— Work required —
Word for word, print every entry below.
#### Information given
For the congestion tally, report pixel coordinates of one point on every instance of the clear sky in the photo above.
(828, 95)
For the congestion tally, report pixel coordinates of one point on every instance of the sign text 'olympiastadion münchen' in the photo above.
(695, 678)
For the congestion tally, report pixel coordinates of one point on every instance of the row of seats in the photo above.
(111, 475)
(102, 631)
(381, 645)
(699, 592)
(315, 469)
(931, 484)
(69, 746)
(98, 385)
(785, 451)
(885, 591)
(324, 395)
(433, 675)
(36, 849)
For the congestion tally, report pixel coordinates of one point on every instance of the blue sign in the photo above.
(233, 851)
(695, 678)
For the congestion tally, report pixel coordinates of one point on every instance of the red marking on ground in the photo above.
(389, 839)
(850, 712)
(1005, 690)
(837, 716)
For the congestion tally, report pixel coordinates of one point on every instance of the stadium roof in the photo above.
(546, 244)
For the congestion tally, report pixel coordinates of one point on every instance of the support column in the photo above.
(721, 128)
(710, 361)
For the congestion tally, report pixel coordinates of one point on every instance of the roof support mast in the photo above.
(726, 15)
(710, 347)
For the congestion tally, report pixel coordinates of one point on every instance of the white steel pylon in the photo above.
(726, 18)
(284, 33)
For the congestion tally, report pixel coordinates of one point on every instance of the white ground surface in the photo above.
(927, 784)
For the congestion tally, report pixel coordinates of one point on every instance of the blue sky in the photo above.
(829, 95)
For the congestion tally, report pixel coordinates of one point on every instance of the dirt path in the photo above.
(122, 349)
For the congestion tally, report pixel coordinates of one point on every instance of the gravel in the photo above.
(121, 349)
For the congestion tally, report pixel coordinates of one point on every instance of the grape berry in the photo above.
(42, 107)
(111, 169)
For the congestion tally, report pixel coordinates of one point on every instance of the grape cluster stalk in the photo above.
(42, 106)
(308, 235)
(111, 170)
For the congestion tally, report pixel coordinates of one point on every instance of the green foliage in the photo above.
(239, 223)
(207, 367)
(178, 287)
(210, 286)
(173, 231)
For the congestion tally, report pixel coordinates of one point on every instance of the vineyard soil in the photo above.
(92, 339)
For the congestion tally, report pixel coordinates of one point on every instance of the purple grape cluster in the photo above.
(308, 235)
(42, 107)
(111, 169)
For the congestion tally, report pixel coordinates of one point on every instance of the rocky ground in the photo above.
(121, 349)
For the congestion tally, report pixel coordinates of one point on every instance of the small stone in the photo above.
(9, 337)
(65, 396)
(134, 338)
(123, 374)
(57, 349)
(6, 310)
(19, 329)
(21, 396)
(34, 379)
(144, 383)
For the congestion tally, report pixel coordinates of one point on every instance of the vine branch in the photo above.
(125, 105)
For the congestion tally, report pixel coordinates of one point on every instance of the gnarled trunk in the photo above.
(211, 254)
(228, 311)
########
— Exercise solution —
For the congestion tally, report pixel coordinates of one point on every instance of the clear sky in the photo above.
(828, 95)
For the congestion tally, report pixel coordinates of one point on every instance of the sign text 'olympiastadion münchen' in the photo above.
(695, 678)
For the congestion tally, report pixel coordinates of one point on every instance of the row of seats in the photo above.
(111, 475)
(102, 631)
(381, 645)
(699, 592)
(315, 469)
(931, 484)
(69, 746)
(98, 385)
(785, 451)
(885, 591)
(324, 395)
(433, 675)
(36, 849)
For the congestion tally, report pixel coordinates of one point on every instance of the blue sign in the photo above.
(233, 851)
(695, 678)
For the congestion tally, report pixel coordinates of one point on every instance of the red marking on ground in the photo above.
(389, 839)
(850, 712)
(1005, 690)
(837, 716)
For the congestion tally, report pixel coordinates of one point on every instance of the stadium roof in the photo above.
(546, 244)
For the congestion tally, report pixel coordinates of one point on every instance of the support column in the photo above.
(721, 128)
(710, 361)
For the congestion tally, report pixel coordinates of one point on every instance of the roof support mast in the photo above.
(726, 15)
(710, 347)
For the congestion tally, report pixel coordinates of one point on every instance of the white steel pylon in the photo above.
(726, 18)
(284, 33)
For the congestion tally, report pixel coordinates of one point on every instance of the white ground surface in the photo above.
(927, 784)
For the congestion tally, report pixel coordinates of one point on every instance of the blue sky in the photo above.
(829, 95)
For the congestion tally, report pixel coordinates of one point on every instance of the dirt path in the photo above.
(122, 349)
For the congestion tally, report pixel coordinates of one point on every instance of the gravel in the photo above.
(121, 349)
For the congestion tally, report pixel coordinates of one point on every instance of the grape berry in the photo above.
(42, 107)
(111, 169)
For the congestion tally, report pixel coordinates of one point on every instance of the grape cluster stalk in the photo above.
(42, 106)
(308, 235)
(111, 170)
For the congestion tally, report pixel coordinates of one point on every instance of the green foliage in the photo above.
(239, 223)
(207, 367)
(178, 287)
(210, 286)
(173, 231)
For the congestion tally, report pixel coordinates of one point on every instance of the vineyard soil in the photo above.
(92, 339)
For the congestion tally, report pixel coordinates of one point on every instance of the purple grape cluster in the photo above.
(308, 235)
(42, 107)
(111, 169)
For the congestion tally, report pixel coordinates of one point on every instance of the rocky ground in the photo above.
(121, 349)
For the congestion tally, report pixel coordinates of one point on every instance of the small stone in the photo above.
(9, 337)
(65, 396)
(134, 338)
(123, 374)
(57, 349)
(6, 310)
(19, 329)
(21, 396)
(34, 379)
(144, 383)
For the congestion tally, report pixel coordinates of one point on every instance of the vine branch in the photo above.
(125, 105)
For the congestion tally, report pixel coordinates of one point on every instance of the gnarled trunk in the photo above.
(211, 254)
(228, 311)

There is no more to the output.